EXTRACTED INFORMATION:
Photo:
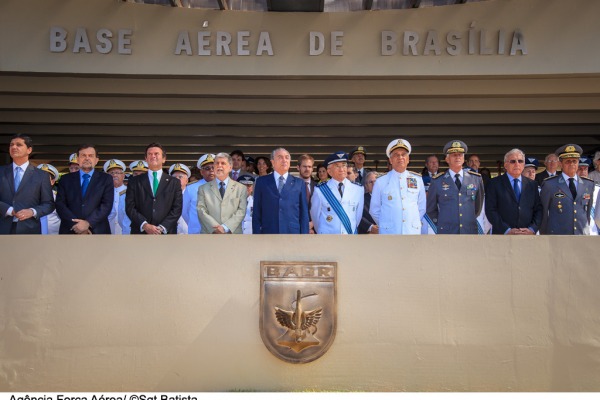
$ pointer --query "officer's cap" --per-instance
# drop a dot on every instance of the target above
(246, 179)
(114, 163)
(139, 165)
(358, 150)
(398, 144)
(569, 151)
(585, 161)
(336, 157)
(49, 169)
(455, 146)
(531, 162)
(205, 159)
(181, 168)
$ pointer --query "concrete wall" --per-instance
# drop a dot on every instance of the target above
(555, 44)
(414, 313)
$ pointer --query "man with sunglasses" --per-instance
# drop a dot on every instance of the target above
(567, 199)
(512, 201)
(206, 165)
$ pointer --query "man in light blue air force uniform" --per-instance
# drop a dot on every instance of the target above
(567, 199)
(398, 201)
(455, 197)
(337, 205)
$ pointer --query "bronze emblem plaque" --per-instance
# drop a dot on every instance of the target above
(298, 308)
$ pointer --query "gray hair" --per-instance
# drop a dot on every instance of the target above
(514, 151)
(548, 156)
(276, 150)
(369, 173)
(226, 156)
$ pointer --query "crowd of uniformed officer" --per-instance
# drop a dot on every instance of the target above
(399, 202)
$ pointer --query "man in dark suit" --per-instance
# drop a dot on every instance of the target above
(358, 156)
(85, 198)
(367, 223)
(512, 201)
(551, 163)
(25, 191)
(280, 204)
(154, 200)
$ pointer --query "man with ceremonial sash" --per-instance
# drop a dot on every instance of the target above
(337, 205)
(398, 201)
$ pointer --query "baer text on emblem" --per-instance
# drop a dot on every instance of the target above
(298, 309)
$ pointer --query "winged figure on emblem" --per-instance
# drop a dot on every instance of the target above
(300, 324)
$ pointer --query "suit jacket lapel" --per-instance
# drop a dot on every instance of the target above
(93, 182)
(215, 189)
(26, 176)
(510, 189)
(162, 184)
(9, 172)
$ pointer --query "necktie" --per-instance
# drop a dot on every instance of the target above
(17, 178)
(84, 185)
(307, 191)
(154, 183)
(517, 189)
(457, 181)
(572, 188)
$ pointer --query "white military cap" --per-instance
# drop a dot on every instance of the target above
(114, 163)
(49, 169)
(138, 165)
(181, 168)
(398, 144)
(205, 159)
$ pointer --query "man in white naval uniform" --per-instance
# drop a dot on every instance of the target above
(116, 169)
(398, 200)
(137, 167)
(206, 165)
(337, 205)
(183, 173)
(51, 222)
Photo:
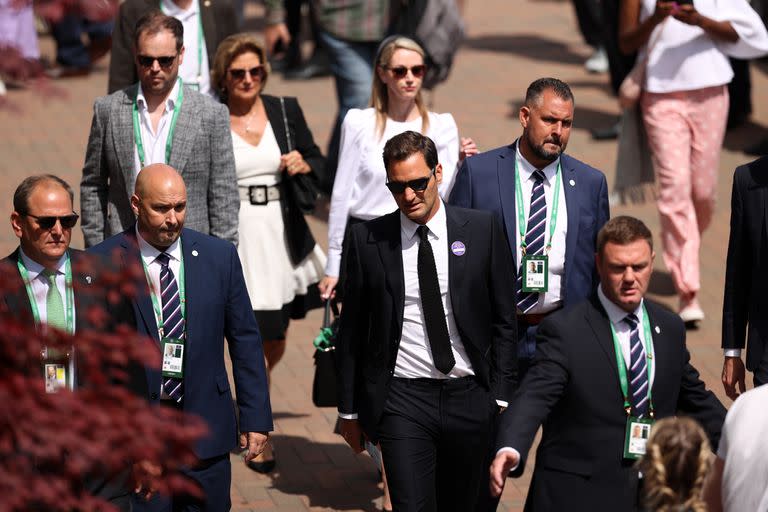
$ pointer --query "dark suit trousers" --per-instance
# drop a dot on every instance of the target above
(434, 437)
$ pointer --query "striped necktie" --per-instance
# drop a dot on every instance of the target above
(638, 368)
(534, 238)
(173, 321)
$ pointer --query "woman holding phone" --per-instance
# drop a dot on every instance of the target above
(684, 105)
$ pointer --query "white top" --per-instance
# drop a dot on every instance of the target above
(685, 58)
(358, 189)
(742, 448)
(39, 283)
(153, 142)
(194, 68)
(553, 298)
(414, 357)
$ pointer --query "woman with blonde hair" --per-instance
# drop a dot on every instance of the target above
(273, 147)
(397, 106)
(677, 459)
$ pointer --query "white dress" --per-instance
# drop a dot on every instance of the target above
(272, 280)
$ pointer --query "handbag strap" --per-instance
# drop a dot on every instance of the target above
(285, 123)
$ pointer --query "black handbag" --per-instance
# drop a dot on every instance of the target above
(302, 187)
(324, 381)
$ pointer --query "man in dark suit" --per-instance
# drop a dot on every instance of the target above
(203, 300)
(570, 206)
(215, 18)
(57, 286)
(602, 366)
(745, 308)
(426, 349)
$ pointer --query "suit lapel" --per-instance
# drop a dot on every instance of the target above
(123, 139)
(391, 254)
(505, 170)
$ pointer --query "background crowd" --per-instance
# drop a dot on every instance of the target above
(248, 126)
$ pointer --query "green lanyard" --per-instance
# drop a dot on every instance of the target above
(521, 220)
(154, 296)
(623, 367)
(169, 141)
(199, 42)
(70, 308)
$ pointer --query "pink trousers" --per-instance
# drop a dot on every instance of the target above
(685, 133)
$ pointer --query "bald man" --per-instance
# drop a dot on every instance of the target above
(193, 297)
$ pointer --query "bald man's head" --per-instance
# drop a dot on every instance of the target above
(160, 205)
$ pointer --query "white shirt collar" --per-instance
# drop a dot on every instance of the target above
(526, 168)
(615, 314)
(149, 253)
(170, 101)
(437, 225)
(34, 269)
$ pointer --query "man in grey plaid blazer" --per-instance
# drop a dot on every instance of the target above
(159, 120)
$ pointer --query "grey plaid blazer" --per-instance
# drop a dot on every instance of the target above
(201, 152)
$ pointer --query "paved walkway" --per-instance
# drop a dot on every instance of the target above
(510, 43)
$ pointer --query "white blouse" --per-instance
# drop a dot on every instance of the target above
(358, 189)
(685, 58)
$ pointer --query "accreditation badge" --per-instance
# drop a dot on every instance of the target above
(636, 436)
(535, 269)
(173, 357)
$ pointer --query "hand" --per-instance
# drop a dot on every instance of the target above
(733, 374)
(500, 468)
(293, 163)
(274, 33)
(467, 148)
(327, 287)
(145, 474)
(352, 434)
(254, 442)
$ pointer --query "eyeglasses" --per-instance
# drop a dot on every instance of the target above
(165, 62)
(255, 72)
(417, 185)
(47, 222)
(401, 71)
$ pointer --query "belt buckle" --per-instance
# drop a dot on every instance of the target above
(258, 194)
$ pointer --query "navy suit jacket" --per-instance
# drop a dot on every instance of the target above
(217, 307)
(487, 182)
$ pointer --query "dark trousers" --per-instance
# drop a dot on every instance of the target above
(213, 475)
(434, 437)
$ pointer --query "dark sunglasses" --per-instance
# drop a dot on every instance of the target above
(417, 185)
(165, 62)
(401, 71)
(255, 72)
(47, 222)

ABOUT THIS EXERCISE:
State how many lines of the data above contain the string "jacket", leaving out everything but the number.

RESULT OF THE TASK:
2